Task objective –
Please answer these from the training error thread:
(a) Which earlier version saved the loaded symbol?
(b) What exception ends the traceback?
(c) What format string does train.py pass to logging.Formatter?

Provided passage –
+---+

2017-09-24 20:20:16,156 - Set enviroment variable MXNET_CPU_WORKER_NTHREADS to a larger number to use more threads.
2017-09-24 20:20:16,156 - ImageIter: loading image list ./test_train.lst...
2017-09-24 20:20:16,157 - Using 1 threads for decoding...
2017-09-24 20:20:16,157 - Set enviroment variable MXNET_CPU_WORKER_NTHREADS to a larger number to use more threads.
2017-09-24 20:20:16,157 - ImageIter: loading image list ./test_val.lst...
[20:20:16] src/nnvm/legacy_json_util.cc:190: Loading symbol saved by previous version v0.8.0. Attempting to upgrade...
[20:20:16] src/nnvm/legacy_json_util.cc:198: Symbol successfully upgraded!
**Traceback (most recent call last):
  File "train.py", line 142, in <module>
    image_shape='3,224,224', epoch=0, num_epoch=args.num_epoch, kv=kv)
  File "train.py", line 106, in train_model
    epoch_end_callback=checkpoint)
  File "/usr/local/lib/python2.7/dist-packages/mxnet-0.11.1-py2.7.egg/mxnet/module/base_module.py", line 482, in fit
    next_data_batch = next(data_iter)
  File "/usr/local/lib/python2.7/dist-packages/mxnet-0.11.1-py2.7.egg/mxnet/image/image.py", line 1165, in next
    raise StopIteration
StopIteration**

I used the pretrained model(https://goo.gl/1sbov7), and I never modified any code. What should I do to debug? Thanks for your experience ~

@zhreshold
Copy link
Member

@Harold-Zhang Can you provide the train.py ?

@Harold-Zhang
Copy link
Author

Harold-Zhang commented Sep 26, 2017

@zhreshold
Here is the train.py.

import argparse
import find_mxnet
import mxnet as mx
import time
import os, sys
import logging
import importlib
sys.path.insert(0, "./settings")
sys.path.insert(0, "../")

import logging
logger = logging.getLogger()
logger.setLevel(logging.INFO)

formatter = logging.Formatter('%(asctime)s - %(message)s')
console = logging.StreamHandler()
console.setFormatter(formatter)
logger.addHandler(console)

+---+

Information provided –
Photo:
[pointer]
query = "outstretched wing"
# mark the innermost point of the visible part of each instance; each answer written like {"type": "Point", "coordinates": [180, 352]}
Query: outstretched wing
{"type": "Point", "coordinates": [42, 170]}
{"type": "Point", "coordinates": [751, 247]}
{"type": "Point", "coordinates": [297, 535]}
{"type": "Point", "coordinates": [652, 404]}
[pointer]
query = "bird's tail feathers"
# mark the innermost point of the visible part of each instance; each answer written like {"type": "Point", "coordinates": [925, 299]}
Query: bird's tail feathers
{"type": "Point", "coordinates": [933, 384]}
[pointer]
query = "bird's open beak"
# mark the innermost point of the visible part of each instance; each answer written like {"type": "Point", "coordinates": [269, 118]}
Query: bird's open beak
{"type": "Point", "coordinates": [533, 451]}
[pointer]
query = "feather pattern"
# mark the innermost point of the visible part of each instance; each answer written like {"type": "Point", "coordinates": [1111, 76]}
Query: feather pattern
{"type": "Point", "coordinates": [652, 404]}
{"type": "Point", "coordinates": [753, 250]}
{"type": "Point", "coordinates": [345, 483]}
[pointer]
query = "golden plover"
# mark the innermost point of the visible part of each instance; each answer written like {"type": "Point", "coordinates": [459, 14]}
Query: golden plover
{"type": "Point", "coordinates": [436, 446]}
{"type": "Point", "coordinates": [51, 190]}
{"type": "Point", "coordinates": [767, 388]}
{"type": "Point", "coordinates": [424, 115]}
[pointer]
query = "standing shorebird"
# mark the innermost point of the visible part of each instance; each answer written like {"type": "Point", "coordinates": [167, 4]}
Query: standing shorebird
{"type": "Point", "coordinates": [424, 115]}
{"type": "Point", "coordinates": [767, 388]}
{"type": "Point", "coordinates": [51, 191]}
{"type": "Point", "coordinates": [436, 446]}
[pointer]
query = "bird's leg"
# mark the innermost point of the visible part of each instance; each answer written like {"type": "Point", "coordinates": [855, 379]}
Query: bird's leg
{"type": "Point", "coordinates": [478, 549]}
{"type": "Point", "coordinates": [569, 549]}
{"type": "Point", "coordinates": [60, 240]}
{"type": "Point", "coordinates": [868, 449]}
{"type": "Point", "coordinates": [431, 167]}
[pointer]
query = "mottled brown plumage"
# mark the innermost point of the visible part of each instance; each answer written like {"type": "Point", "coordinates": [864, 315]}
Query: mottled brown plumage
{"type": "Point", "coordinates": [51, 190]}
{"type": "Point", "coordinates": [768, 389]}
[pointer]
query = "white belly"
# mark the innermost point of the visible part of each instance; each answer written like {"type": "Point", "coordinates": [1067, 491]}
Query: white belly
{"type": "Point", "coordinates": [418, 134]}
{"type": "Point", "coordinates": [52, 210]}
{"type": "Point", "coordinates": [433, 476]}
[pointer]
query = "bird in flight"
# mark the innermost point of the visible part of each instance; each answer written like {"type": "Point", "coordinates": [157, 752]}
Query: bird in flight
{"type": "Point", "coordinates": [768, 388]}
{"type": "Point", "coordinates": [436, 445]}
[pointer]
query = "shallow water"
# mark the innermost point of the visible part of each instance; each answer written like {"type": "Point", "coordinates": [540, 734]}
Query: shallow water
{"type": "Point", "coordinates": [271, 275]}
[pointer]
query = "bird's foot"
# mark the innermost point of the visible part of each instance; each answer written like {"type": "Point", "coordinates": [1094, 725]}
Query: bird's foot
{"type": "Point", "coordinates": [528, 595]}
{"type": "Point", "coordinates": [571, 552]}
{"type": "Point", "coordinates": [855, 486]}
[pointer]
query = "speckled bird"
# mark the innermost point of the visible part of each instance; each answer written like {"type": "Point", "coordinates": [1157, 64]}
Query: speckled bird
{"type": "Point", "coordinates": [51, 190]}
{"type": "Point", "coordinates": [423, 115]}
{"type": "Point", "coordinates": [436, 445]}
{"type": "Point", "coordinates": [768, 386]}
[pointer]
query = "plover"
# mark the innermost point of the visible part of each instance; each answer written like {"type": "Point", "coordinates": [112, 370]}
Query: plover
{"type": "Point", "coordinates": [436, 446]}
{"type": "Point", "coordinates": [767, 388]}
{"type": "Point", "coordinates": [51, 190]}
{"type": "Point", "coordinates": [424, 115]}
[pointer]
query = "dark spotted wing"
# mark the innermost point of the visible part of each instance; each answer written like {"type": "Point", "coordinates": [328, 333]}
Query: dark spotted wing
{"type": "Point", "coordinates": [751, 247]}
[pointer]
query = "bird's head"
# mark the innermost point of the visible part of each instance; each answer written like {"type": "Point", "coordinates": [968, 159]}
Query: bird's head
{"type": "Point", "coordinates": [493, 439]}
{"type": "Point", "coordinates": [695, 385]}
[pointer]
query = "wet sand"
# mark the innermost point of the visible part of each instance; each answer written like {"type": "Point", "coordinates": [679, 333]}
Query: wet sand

+---+

Expected answer –
(a) v0.8.0
(b) StopIteration
(c) '%(asctime)s - %(message)s'